Extracted data lines
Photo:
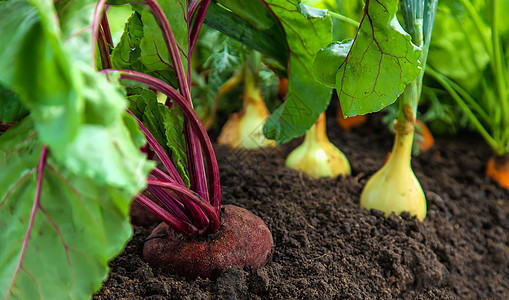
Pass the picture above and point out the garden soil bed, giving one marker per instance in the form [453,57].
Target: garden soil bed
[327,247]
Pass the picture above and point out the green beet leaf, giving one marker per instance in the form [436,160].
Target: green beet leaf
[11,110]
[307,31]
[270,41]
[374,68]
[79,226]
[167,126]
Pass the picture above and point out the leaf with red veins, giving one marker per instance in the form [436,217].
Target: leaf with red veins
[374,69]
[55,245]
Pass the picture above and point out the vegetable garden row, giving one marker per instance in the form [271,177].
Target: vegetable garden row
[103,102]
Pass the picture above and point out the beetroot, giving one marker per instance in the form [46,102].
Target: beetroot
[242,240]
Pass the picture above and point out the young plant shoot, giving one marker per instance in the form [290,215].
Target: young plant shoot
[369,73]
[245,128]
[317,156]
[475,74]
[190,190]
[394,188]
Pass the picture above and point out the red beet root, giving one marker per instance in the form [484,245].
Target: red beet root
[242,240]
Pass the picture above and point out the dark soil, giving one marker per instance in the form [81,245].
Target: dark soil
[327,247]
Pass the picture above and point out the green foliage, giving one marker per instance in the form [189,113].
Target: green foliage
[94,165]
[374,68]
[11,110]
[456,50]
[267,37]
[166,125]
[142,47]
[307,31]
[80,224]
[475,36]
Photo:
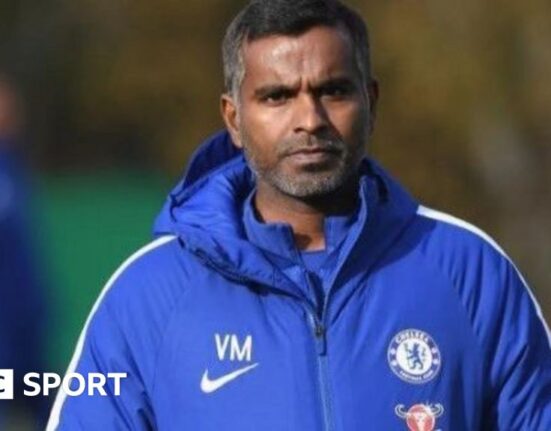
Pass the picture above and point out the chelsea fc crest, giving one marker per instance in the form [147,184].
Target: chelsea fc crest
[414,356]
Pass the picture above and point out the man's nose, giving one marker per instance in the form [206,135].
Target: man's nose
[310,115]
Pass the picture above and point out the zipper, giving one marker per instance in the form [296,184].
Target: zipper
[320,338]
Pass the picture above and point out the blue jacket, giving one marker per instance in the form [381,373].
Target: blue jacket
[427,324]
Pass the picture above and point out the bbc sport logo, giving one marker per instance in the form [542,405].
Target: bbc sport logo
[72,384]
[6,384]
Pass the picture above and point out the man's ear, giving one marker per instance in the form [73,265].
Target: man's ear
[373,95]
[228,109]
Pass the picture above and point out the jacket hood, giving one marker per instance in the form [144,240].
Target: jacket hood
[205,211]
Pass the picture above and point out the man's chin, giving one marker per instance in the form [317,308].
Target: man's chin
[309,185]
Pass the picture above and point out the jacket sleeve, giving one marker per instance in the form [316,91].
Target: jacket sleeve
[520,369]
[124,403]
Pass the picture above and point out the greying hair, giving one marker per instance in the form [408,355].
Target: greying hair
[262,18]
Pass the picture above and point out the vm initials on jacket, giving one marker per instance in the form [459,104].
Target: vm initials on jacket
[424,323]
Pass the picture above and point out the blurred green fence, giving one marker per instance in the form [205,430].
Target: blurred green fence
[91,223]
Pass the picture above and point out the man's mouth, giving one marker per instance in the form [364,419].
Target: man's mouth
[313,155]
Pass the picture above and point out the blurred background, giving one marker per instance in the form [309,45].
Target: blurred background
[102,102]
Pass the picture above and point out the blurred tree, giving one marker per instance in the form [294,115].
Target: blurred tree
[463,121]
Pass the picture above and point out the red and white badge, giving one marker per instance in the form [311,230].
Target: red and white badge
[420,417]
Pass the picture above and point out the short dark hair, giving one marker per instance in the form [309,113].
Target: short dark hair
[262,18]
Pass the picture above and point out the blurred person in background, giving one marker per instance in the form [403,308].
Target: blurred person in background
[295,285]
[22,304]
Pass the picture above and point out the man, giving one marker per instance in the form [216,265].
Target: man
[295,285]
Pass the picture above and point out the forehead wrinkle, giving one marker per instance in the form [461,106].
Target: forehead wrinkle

THE PROBLEM
Please rewrite the lines above as a numbered list, omitting any blank lines. Leave the pictures out of your answer.

ANSWER TO THIS PROBLEM
1. Photo:
2. Pass the picture above and point out the garden soil bed, giving one marker per instance in the form [453,57].
3. Target: garden soil bed
4. [327,247]
5. Pass the picture above and point out the green beet leaf, giving one marker per instance in the form [436,160].
6. Target: green beet leaf
7. [11,110]
8. [307,31]
9. [270,41]
10. [374,68]
11. [79,226]
12. [167,126]
13. Pass the picture above and point out the leaf with red veins, giving one marker per instance in the form [436,217].
14. Target: leaf with red veins
15. [374,69]
16. [55,245]
17. Pass the picture above and point out the vegetable garden row, giving one marker per instance in the form [271,177].
18. Target: vegetable garden row
19. [103,102]
20. Pass the picture above and point out the beetroot, giving one marker per instance in the form [46,102].
21. Target: beetroot
22. [242,240]
23. Pass the picture above and point out the young plant shoot, giving one marker per instance in the form [290,215].
24. Target: young plant shoot
25. [369,73]
26. [245,128]
27. [317,156]
28. [475,74]
29. [190,190]
30. [394,188]
31. Pass the picture above and point out the red beet root, giving one marker per instance in the form [484,245].
32. Target: red beet root
33. [242,240]
34. Pass the picture above and point out the dark soil, giving one marker per instance in the form [81,245].
35. Target: dark soil
36. [327,247]
37. Pass the picture above and point out the green foliage, giving one marker per instance in the form [189,113].
38. Target: green foliage
39. [94,165]
40. [374,68]
41. [11,110]
42. [456,50]
43. [267,37]
44. [166,125]
45. [142,47]
46. [307,31]
47. [80,224]
48. [475,36]
49. Photo:
50. Pass the picture above and point out the chelsea fc crest, giving one marker per instance in the form [147,184].
51. Target: chelsea fc crest
52. [414,356]
53. Pass the picture above and point out the man's nose, giving one marker per instance in the form [206,135].
54. Target: man's nose
55. [310,115]
56. Pass the picture above and point out the zipper, giving one marker per instance in the form [296,184].
57. Target: zipper
58. [320,338]
59. Pass the picture above and point out the blue jacket, giving one marker per instance in the form [381,373].
60. Target: blue jacket
61. [427,324]
62. Pass the picture above and point out the bbc sport logo, giving one marker per instance in the form [542,405].
63. Target: bbc sport logo
64. [72,384]
65. [6,384]
66. Pass the picture above and point out the man's ear, giving one marker per instance in the form [73,265].
67. Target: man's ear
68. [373,95]
69. [228,109]
70. Pass the picture above and point out the jacket hood, giving one marker per instance in the form [144,240].
71. Target: jacket hood
72. [205,211]
73. Pass the picture above and point out the man's chin, giving one marker per instance in the form [317,308].
74. Target: man's chin
75. [309,185]
76. Pass the picture above and point out the jacket sleeve, giving one marker per instance in the form [316,91].
77. Target: jacket sleeve
78. [520,369]
79. [124,403]
80. Pass the picture above and point out the greying hair, giving one marker per instance in the form [408,355].
81. Target: greying hair
82. [262,18]
83. Pass the picture above and point out the vm initials on jacket, giving one marker per instance in the form [459,104].
84. Target: vm initials on jacket
85. [424,323]
86. Pass the picture above and point out the blurred green fence, giving one marker per instance in the form [205,430].
87. Target: blurred green fence
88. [91,223]
89. Pass the picture above and point out the man's mouth, giving one marker per instance in the form [364,419].
90. Target: man's mouth
91. [313,155]
92. Pass the picture above and point out the blurred background, giving one marker per instance in the form [309,45].
93. Target: blurred background
94. [102,102]
95. Pass the picture above and point out the blurred tree, giving one marker per instance in the form [294,115].
96. Target: blurred tree
97. [463,121]
98. Pass the picture above and point out the red and white badge, giving one marker per instance in the form [311,230].
99. Target: red and white badge
100. [420,417]
101. Pass the picture above and point out the short dark hair, giving one marker per instance in the form [309,113].
102. Target: short dark hair
103. [262,18]
104. Pass the picture above and point out the blurred person in background, giving one marker per instance in the form [403,308].
105. Target: blurred person in background
106. [295,285]
107. [22,304]
108. Pass the picture above and point out the man, giving one marker per instance in the form [216,265].
109. Target: man
110. [295,285]
111. Pass the picture above and point out the forehead wrinkle, giving one marker per instance in the form [461,106].
112. Target: forehead wrinkle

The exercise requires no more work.